With the rising credit demand and strong outlook for the banking sector, the
government is looking at a window to sell the bank.

Buyers can be banks, including foreign ones, non-banking financial companies
(NBFCs), alternative investment funds (AIFs) registered with the Securities and
Exchange Board of India (Sebi), or other funds incorporated outside India.
Corporates, however, have been excluded in keeping with rules that restrict them
from ownership of banks.



While the troubles in the sale of YES Bank and Lakshmi Vilas Bank suggest that
there could be fewer takers for distressed assets, the situation is different
with IDBI Bank.

With LIC stabilising its operations and metrics, IDBI Bank now needs an investor
that can put it on a growth path, bring people and technology and set a
long-term vision.

Among Indian banks, Kotak Mahindra Bank can be a prospective buyer. The last
time the bank came close to a big-ticket acquisition was in 2020 when there was
talk of it looking to buy IndusInd Bank.

Two years before that, Kotak Bank was said to be in talks with Axis Bank for a
merger.

While the respective managements of these banks have denied holding any such
talks, Uday Kotak, promoter of Kotak Mahindra Bank, had said in the past that
the bank is "open to looking at inorganic growth as long as it is sensible".

With the economy opening up after the Covid lull, top Indian banks are acquiring
assets as they look to build scale to reach the length and breadth of the
market.

Within a span of days, Axis Bank announced the purchase of Citi's retail assets
and HDFC Bank the merger of HDFC.

With the Indian financial space witnessing a surge in M&A deals, analysts wonder
if Kotak Mahindra Bank will look at buying IDBI Bank.



Can NBFCs buy?

□ □ □

» **Activity 1**
Could you retype everything in the IDBI Bank sale article from "Buyers can be" down to "ownership of banks."?
» **Activity 2**
Answer these about the IDBI Bank sale article:
(a) In what year was there talk of Kotak Mahindra Bank looking to buy IndusInd Bank?
(b) Who is named as the promoter of Kotak Mahindra Bank?
(c) Which two deals were announced within a span of days?
» **Activity 3**
According to the IDBI Bank sale article, why are corporates excluded as buyers?
Rely only on the article about the IDBI Bank sale.

» **Stored records**
□ □ □

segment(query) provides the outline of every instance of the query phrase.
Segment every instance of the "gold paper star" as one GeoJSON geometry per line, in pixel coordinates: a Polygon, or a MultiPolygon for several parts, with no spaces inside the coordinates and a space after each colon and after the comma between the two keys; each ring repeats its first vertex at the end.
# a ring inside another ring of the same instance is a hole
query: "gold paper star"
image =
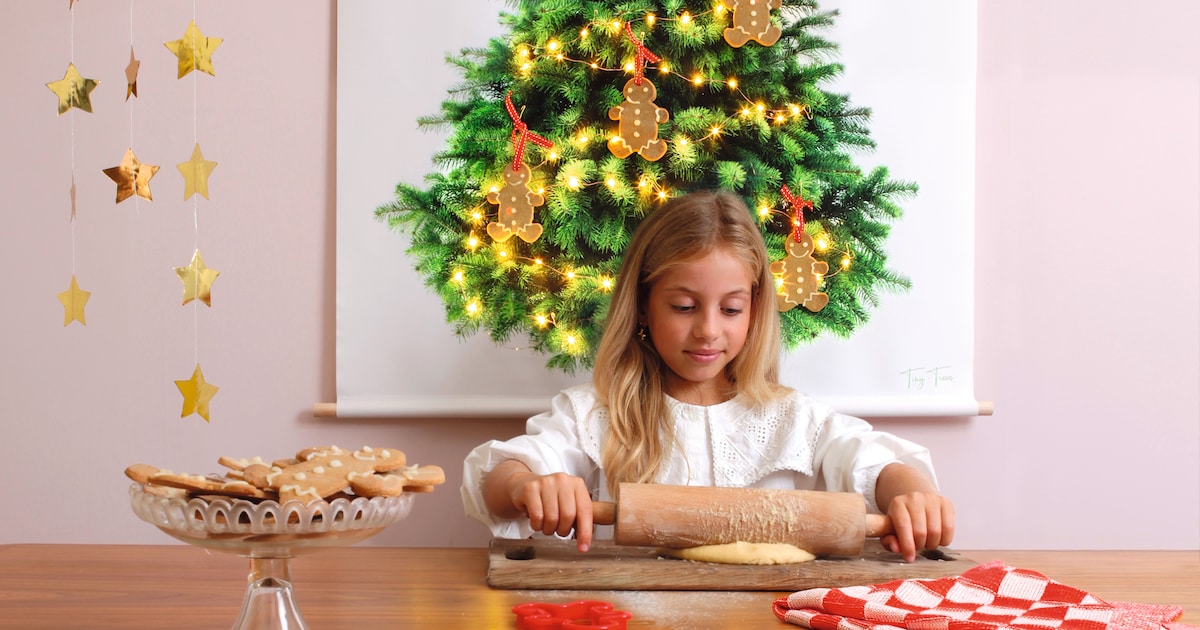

□ □ □

» **Task solution 1**
Buyers can be banks, including foreign ones, non-banking financial companies
(NBFCs), alternative investment funds (AIFs) registered with the Securities and
Exchange Board of India (Sebi), or other funds incorporated outside India.
Corporates, however, have been excluded in keeping with rules that restrict them
from ownership of banks.

» **Task solution 2**
(a) 2020
(b) Uday Kotak
(c) Axis Bank's purchase of Citi's retail assets and HDFC Bank's merger of HDFC

» **Task solution 3**
Corporates are excluded because rules restrict them from owning banks.